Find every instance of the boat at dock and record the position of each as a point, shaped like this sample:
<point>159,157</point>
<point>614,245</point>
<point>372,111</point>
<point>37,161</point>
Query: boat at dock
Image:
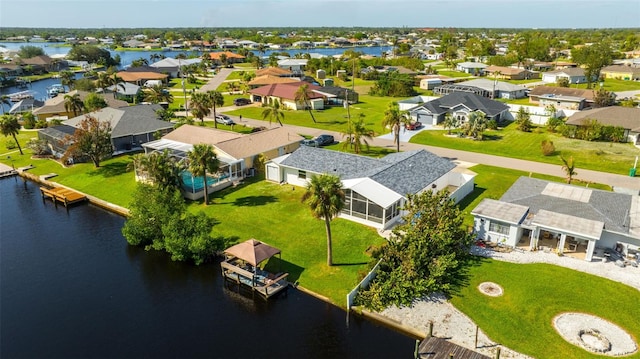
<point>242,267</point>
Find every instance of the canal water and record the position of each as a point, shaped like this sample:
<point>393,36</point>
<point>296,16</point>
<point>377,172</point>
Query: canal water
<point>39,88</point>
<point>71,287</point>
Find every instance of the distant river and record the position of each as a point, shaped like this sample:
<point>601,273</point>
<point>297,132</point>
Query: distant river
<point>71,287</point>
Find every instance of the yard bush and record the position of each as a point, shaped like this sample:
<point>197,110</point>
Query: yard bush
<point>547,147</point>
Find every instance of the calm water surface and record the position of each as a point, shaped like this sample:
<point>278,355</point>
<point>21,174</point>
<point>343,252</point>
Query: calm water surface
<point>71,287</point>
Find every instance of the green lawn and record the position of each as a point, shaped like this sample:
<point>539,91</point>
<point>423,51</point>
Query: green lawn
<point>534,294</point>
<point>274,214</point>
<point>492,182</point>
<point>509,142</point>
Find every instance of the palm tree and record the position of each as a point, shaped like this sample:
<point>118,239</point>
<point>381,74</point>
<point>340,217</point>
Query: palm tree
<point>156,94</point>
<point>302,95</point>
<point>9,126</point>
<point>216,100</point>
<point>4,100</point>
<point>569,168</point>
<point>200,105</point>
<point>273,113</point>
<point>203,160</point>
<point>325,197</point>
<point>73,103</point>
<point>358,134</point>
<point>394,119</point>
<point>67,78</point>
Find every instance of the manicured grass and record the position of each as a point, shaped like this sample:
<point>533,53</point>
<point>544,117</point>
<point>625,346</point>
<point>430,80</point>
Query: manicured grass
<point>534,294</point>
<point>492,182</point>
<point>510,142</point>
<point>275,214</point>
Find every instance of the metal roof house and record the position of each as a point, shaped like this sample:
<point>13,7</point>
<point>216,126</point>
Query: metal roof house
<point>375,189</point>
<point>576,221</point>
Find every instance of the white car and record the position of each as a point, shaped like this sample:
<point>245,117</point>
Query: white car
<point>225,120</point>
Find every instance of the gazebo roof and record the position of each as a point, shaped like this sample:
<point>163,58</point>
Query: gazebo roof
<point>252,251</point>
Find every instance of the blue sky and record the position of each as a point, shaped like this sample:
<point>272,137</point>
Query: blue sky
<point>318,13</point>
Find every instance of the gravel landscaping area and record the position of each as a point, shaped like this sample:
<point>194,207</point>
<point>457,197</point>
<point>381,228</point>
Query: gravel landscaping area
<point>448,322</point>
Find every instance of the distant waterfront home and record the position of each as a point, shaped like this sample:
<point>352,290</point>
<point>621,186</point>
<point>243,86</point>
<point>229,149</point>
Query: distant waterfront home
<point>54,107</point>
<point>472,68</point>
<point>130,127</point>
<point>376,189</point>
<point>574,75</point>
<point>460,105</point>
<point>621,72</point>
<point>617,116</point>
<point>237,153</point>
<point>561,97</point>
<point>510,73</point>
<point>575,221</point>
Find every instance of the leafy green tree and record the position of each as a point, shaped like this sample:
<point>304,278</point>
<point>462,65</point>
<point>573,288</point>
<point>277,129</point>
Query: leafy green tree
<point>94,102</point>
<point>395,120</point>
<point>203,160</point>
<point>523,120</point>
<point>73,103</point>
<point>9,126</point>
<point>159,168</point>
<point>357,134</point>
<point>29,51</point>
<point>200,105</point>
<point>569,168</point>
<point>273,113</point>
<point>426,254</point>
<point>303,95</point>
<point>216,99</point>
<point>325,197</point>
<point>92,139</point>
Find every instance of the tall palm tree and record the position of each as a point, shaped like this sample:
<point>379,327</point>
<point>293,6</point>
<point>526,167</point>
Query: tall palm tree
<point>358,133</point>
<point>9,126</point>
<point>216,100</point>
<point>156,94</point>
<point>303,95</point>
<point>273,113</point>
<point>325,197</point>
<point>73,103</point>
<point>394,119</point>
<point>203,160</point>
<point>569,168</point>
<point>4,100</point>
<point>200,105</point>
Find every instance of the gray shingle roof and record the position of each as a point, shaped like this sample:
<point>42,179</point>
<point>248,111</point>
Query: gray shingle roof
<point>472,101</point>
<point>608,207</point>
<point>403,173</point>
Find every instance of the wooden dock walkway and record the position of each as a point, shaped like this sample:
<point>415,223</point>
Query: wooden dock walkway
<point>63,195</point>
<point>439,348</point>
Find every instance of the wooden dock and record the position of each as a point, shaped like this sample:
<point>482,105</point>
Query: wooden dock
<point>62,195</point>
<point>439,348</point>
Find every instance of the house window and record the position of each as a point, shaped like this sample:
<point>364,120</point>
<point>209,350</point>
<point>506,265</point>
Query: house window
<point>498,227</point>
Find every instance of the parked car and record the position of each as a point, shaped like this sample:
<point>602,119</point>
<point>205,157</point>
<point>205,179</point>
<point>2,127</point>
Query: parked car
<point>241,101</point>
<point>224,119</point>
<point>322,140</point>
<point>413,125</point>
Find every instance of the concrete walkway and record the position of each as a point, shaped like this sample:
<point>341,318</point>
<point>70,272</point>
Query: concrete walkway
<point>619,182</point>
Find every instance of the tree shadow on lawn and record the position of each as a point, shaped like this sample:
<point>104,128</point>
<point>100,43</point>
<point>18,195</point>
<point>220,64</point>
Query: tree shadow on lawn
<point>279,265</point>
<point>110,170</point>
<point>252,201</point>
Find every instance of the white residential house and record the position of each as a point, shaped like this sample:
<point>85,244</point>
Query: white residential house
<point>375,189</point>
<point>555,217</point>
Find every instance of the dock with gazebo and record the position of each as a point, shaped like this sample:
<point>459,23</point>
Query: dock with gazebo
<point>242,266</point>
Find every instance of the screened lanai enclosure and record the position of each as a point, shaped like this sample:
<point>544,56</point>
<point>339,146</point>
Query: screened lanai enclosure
-*-*-
OBJECTIVE: Copy all of the rows above word for word, leaving out the pictures.

COMPLETE RESPONSE:
Find every instance of the boat at dock and record the position of each as a point, shaped like this sample:
<point>159,157</point>
<point>614,245</point>
<point>372,111</point>
<point>37,161</point>
Query: boat at dock
Image:
<point>242,267</point>
Find every instance of the canal water and record the position of each as a point, shaped like this sample:
<point>393,36</point>
<point>296,16</point>
<point>377,172</point>
Query: canal water
<point>39,88</point>
<point>71,287</point>
Find every instance of the distant river and record the position of each as a point, shaped like this sample:
<point>601,273</point>
<point>297,132</point>
Query: distant river
<point>71,287</point>
Find every instance of the yard bush and record the position of each as a point, shaped like this sample:
<point>197,110</point>
Query: yard bush
<point>547,147</point>
Find every instance of the calm water surface and record the position of each as a point, shaped like this sample:
<point>278,355</point>
<point>21,174</point>
<point>343,252</point>
Query: calm water surface
<point>71,287</point>
Find every instance of the green lawn and record the position of each as a point, shaped like this sample:
<point>539,91</point>
<point>423,51</point>
Query: green lawn
<point>534,294</point>
<point>274,214</point>
<point>492,182</point>
<point>509,142</point>
Find every instance of the palm tree and record the position of each as a point, shaped like this sample:
<point>118,239</point>
<point>381,74</point>
<point>340,217</point>
Query: palm tree
<point>156,94</point>
<point>302,95</point>
<point>9,126</point>
<point>216,100</point>
<point>4,100</point>
<point>569,168</point>
<point>200,105</point>
<point>273,113</point>
<point>203,160</point>
<point>325,197</point>
<point>73,103</point>
<point>358,134</point>
<point>394,119</point>
<point>67,78</point>
Find every instance of the manicured grass and record the position of each as a point, shaped like this sample:
<point>533,53</point>
<point>544,117</point>
<point>625,346</point>
<point>430,80</point>
Query: manicured grass
<point>534,294</point>
<point>492,182</point>
<point>510,142</point>
<point>275,214</point>
Find every instance of the metal roof house and record the position of each as a point, shaped like this sample:
<point>13,7</point>
<point>216,126</point>
Query: metal roof house
<point>375,189</point>
<point>576,221</point>
Find every instance of the white car and record the position of each as a point, shaped like this sample:
<point>245,117</point>
Query: white car
<point>225,120</point>
Find every instance of the gazebo roof and record the position of each as a point, shaped like this sample:
<point>163,58</point>
Query: gazebo roof
<point>252,251</point>
Find every instance of the blue sky and record the position of each as a point, shaped like this sample:
<point>272,137</point>
Query: blue sky
<point>318,13</point>
Find every instance of the gravel landscaping area and record the position of each as a point, shaped like this sample:
<point>194,207</point>
<point>457,197</point>
<point>381,228</point>
Query: gravel landscaping area
<point>448,322</point>
Find every instance of the distant waterfront home and record the position of each as a point, shaped like this sample:
<point>352,290</point>
<point>621,186</point>
<point>243,86</point>
<point>229,149</point>
Query: distant waterfront home
<point>54,107</point>
<point>472,68</point>
<point>130,127</point>
<point>376,189</point>
<point>574,75</point>
<point>460,105</point>
<point>621,72</point>
<point>617,116</point>
<point>237,153</point>
<point>561,97</point>
<point>510,73</point>
<point>575,221</point>
Find every instance of the leafy green tree and record the position of each as a point, shaped like this sample:
<point>304,278</point>
<point>462,65</point>
<point>573,288</point>
<point>277,129</point>
Query: leafy green tree
<point>94,102</point>
<point>395,120</point>
<point>203,160</point>
<point>523,120</point>
<point>73,103</point>
<point>9,126</point>
<point>159,168</point>
<point>357,134</point>
<point>29,51</point>
<point>200,105</point>
<point>569,168</point>
<point>273,113</point>
<point>426,254</point>
<point>303,95</point>
<point>216,99</point>
<point>325,197</point>
<point>92,139</point>
Find every instance of the tall palm tree and record the position of each as a point, shaped like this sample:
<point>379,327</point>
<point>293,6</point>
<point>526,167</point>
Query: tall palm tree
<point>358,133</point>
<point>9,126</point>
<point>216,100</point>
<point>156,94</point>
<point>303,95</point>
<point>273,113</point>
<point>325,197</point>
<point>73,103</point>
<point>394,119</point>
<point>203,160</point>
<point>569,168</point>
<point>4,100</point>
<point>200,105</point>
Find every instance of the gray shingle roof and record the position of each as a point, shaped like this sample:
<point>42,179</point>
<point>248,111</point>
Query: gray shingle roof
<point>472,101</point>
<point>608,207</point>
<point>403,173</point>
Find every instance of the wooden dock walkway and record the position of each as a point, shaped like this sample:
<point>415,223</point>
Query: wooden dock walkway
<point>63,195</point>
<point>439,348</point>
Find every instance of the wooden dock and record the position of each as a point, shaped like this sample:
<point>482,105</point>
Query: wooden dock
<point>62,195</point>
<point>439,348</point>
Find every instance of the house window and record the position of each as a point, shaped like this sample:
<point>364,120</point>
<point>209,350</point>
<point>506,265</point>
Query: house window
<point>498,227</point>
Find every instance of the parked car and record the position of each as a point, shaped like this sample:
<point>602,119</point>
<point>205,157</point>
<point>205,179</point>
<point>2,127</point>
Query: parked car
<point>241,101</point>
<point>224,119</point>
<point>322,140</point>
<point>413,125</point>
Find every instance of the concrete walkway and record the position of each as a point, shaped like this sample:
<point>341,318</point>
<point>70,272</point>
Query: concrete walkway
<point>619,182</point>
Find every instance of the tree shadow on lawn and record the position of each as a point, shaped like this sample:
<point>104,128</point>
<point>100,43</point>
<point>18,195</point>
<point>220,64</point>
Query: tree shadow on lawn
<point>279,265</point>
<point>110,170</point>
<point>252,201</point>
Find every instance of the white residential house and record the position of each as a point, shaped like this sample:
<point>85,244</point>
Query: white residential house
<point>375,189</point>
<point>555,217</point>
Find every instance of the dock with gazebo and record the position of each as a point, shaped like this sample:
<point>459,23</point>
Query: dock with gazebo
<point>242,266</point>
Find every instance of the screened lanai enclosure and record the position of each as a point, shaped like this sample:
<point>544,56</point>
<point>339,146</point>
Query: screened lanai enclosure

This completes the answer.